Reproduce all of the data below, changing each "Sample of the layout" to "Example of the format" and leaving everything else unchanged. Leave the pictures out.

_Records to process_.
--- begin ---

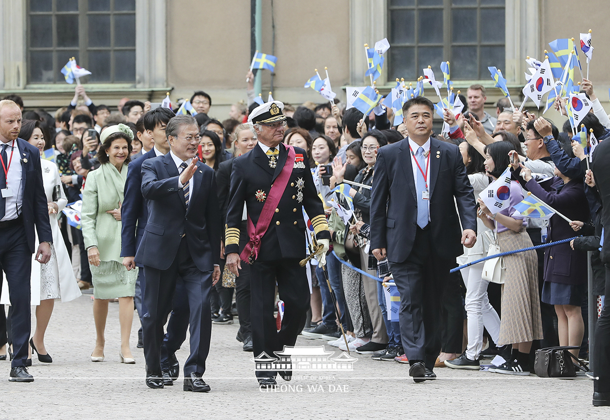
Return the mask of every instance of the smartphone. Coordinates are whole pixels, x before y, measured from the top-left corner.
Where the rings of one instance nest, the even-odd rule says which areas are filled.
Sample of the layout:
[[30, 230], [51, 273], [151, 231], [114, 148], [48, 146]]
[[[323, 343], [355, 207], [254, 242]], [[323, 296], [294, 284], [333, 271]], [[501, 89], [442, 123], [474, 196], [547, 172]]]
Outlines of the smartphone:
[[322, 185], [329, 186], [331, 185], [331, 176], [332, 175], [332, 165], [323, 165], [326, 173], [322, 174]]

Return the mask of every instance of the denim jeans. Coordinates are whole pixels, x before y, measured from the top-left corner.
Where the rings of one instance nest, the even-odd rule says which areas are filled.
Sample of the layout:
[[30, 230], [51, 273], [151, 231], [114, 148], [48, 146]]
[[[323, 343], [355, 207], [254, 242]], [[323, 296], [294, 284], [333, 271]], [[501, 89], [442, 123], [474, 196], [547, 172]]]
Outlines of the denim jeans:
[[[332, 288], [332, 291], [335, 293], [337, 303], [339, 305], [339, 311], [341, 312], [341, 324], [343, 325], [343, 330], [346, 330], [346, 305], [341, 294], [341, 263], [332, 254], [326, 256], [326, 271], [328, 273], [328, 280], [331, 283], [331, 287]], [[335, 316], [335, 310], [332, 306], [331, 292], [326, 284], [326, 278], [324, 275], [322, 269], [319, 267], [316, 267], [315, 275], [318, 277], [318, 283], [320, 284], [320, 292], [322, 295], [322, 305], [324, 306], [322, 313], [322, 324], [328, 328], [336, 328], [335, 320], [337, 317]]]
[[489, 333], [493, 342], [498, 342], [500, 335], [500, 317], [487, 298], [489, 282], [481, 278], [482, 262], [462, 269], [462, 275], [466, 286], [465, 308], [468, 316], [468, 346], [466, 356], [476, 360], [483, 346], [483, 327]]

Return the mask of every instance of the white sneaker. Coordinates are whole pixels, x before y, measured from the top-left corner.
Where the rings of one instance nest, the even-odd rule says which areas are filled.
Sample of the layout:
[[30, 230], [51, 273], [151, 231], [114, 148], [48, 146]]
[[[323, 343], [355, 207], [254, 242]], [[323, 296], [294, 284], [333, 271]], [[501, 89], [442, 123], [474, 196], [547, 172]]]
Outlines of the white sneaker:
[[[353, 337], [349, 334], [346, 334], [345, 338], [347, 338], [347, 342], [348, 343], [351, 342], [352, 341], [356, 339], [354, 337]], [[342, 343], [343, 343], [343, 347], [345, 347], [345, 340], [343, 339], [343, 336], [339, 337], [336, 340], [332, 340], [331, 341], [329, 341], [326, 344], [328, 344], [329, 346], [332, 346], [334, 347], [338, 347], [339, 346], [341, 345]], [[351, 349], [350, 349], [350, 350], [351, 350]]]
[[[364, 346], [369, 341], [370, 341], [370, 339], [368, 338], [356, 338], [353, 341], [348, 343], [348, 346], [349, 346], [350, 348], [350, 352], [354, 351], [356, 349], [359, 347], [361, 346]], [[347, 349], [348, 348], [345, 347], [345, 342], [342, 342], [340, 344], [339, 344], [339, 350], [343, 350], [343, 352], [346, 352]]]

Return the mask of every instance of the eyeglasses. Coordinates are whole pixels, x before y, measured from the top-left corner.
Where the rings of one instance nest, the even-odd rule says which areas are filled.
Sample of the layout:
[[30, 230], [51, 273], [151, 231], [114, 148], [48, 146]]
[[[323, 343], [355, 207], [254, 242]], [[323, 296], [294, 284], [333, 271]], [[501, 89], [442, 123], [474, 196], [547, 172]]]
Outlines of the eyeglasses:
[[188, 136], [185, 137], [181, 137], [179, 136], [178, 136], [176, 137], [178, 137], [178, 139], [184, 139], [184, 140], [187, 140], [187, 142], [188, 143], [192, 143], [193, 140], [195, 140], [197, 143], [199, 143], [200, 141], [201, 141], [201, 136], [196, 136], [195, 137], [193, 137], [192, 136]]
[[264, 125], [265, 127], [268, 127], [269, 128], [274, 130], [276, 128], [279, 128], [280, 127], [285, 127], [287, 125], [288, 125], [288, 123], [287, 123], [285, 121], [281, 121], [279, 123], [274, 123], [273, 124], [261, 123], [260, 125]]
[[379, 148], [379, 146], [371, 146], [370, 147], [365, 147], [362, 146], [360, 148], [362, 151], [375, 151], [377, 149]]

--- end ---

_Exercise answer_.
Return the mask of every instance of the smartphone. Coordinates are whole pixels, x before y, measured from the top-left corner.
Where the rings of one instance nest, the even-odd rule says which areas are filled.
Example of the format:
[[30, 230], [51, 273], [151, 231], [114, 148], [48, 146]]
[[[323, 343], [355, 207], [254, 242]], [[323, 296], [294, 284], [333, 271]], [[501, 89], [442, 123], [474, 196], [547, 172]]]
Outlines of the smartphone:
[[322, 185], [329, 186], [331, 185], [331, 176], [332, 175], [332, 165], [323, 165], [326, 173], [322, 174]]

Return the mask of every instance of the denim jeans. Coordinates are whole pixels, x before y, measured from the top-left corner.
Where the rings of one instance nest, the even-odd rule says which areas are filled.
Example of the format:
[[30, 230], [51, 273], [151, 231], [114, 148], [48, 146]]
[[[323, 343], [355, 207], [254, 242]], [[323, 296], [294, 284], [333, 271]], [[501, 89], [442, 123], [474, 196], [547, 172]]]
Outlines of the denim jeans:
[[[332, 288], [332, 291], [335, 293], [337, 303], [339, 305], [339, 311], [341, 312], [341, 324], [343, 325], [343, 330], [346, 330], [346, 305], [341, 294], [341, 263], [332, 254], [326, 256], [326, 271], [328, 273], [328, 280], [331, 283], [331, 287]], [[335, 316], [335, 310], [332, 306], [331, 292], [326, 284], [326, 278], [324, 275], [322, 269], [319, 267], [316, 267], [315, 275], [318, 277], [318, 283], [320, 284], [320, 292], [322, 295], [322, 305], [324, 306], [322, 313], [322, 324], [328, 328], [336, 328], [335, 320], [337, 317]]]
[[489, 333], [493, 342], [498, 342], [500, 335], [500, 317], [487, 298], [489, 282], [481, 278], [482, 262], [462, 269], [462, 275], [466, 286], [465, 308], [468, 316], [468, 346], [466, 356], [476, 360], [483, 346], [483, 327]]

Return the mask of every instance of the white sneaker. Coordinates are whole pixels, x before y, measured from the top-left corner.
Where the rings of one instance nest, the even-odd rule says which areas are filled.
Example of the format:
[[30, 230], [51, 273], [151, 231], [114, 148], [48, 146]]
[[[323, 343], [355, 207], [254, 242]], [[323, 296], [294, 284], [333, 271]], [[501, 89], [442, 123], [474, 196], [547, 172]]]
Outlines of the white sneaker:
[[[353, 337], [349, 334], [346, 334], [345, 338], [347, 338], [347, 342], [348, 343], [351, 342], [352, 341], [356, 339], [354, 337]], [[342, 343], [343, 343], [343, 347], [345, 347], [345, 340], [343, 339], [343, 336], [339, 337], [336, 340], [332, 340], [331, 341], [329, 341], [326, 344], [328, 344], [329, 346], [332, 346], [334, 347], [338, 347], [339, 346], [341, 345]], [[351, 349], [350, 349], [350, 350], [351, 350]]]
[[[364, 346], [369, 341], [370, 341], [370, 339], [368, 338], [356, 338], [353, 341], [348, 343], [348, 346], [349, 346], [350, 348], [350, 352], [354, 351], [356, 349], [359, 347], [361, 346]], [[347, 349], [348, 348], [345, 347], [345, 342], [342, 342], [340, 344], [339, 344], [339, 350], [343, 350], [343, 352], [346, 352]]]

Return the mask of every instance of the eyeglasses. Coordinates are whole pixels, x before y, measured from the top-left corner.
Where the rings of one instance nest, the even-odd rule says which areas are filled.
Example of the format:
[[30, 230], [51, 273], [151, 231], [114, 148], [48, 146]]
[[[323, 343], [355, 207], [254, 242]], [[323, 296], [294, 284], [333, 271]], [[501, 89], [442, 123], [474, 196], [547, 172]]]
Outlines of the eyeglasses:
[[188, 136], [185, 137], [181, 137], [179, 136], [178, 136], [176, 137], [178, 137], [178, 139], [184, 139], [184, 140], [187, 140], [187, 142], [188, 143], [192, 143], [193, 140], [195, 140], [197, 143], [199, 143], [200, 141], [201, 141], [201, 136], [196, 136], [195, 137], [193, 137], [192, 136]]
[[264, 125], [265, 127], [268, 127], [269, 128], [274, 130], [276, 128], [279, 128], [280, 127], [285, 127], [287, 125], [288, 125], [288, 123], [287, 123], [285, 121], [281, 121], [279, 123], [274, 123], [273, 124], [261, 123], [260, 125]]
[[379, 148], [379, 146], [371, 146], [370, 147], [365, 147], [362, 146], [360, 148], [362, 151], [375, 151], [377, 149]]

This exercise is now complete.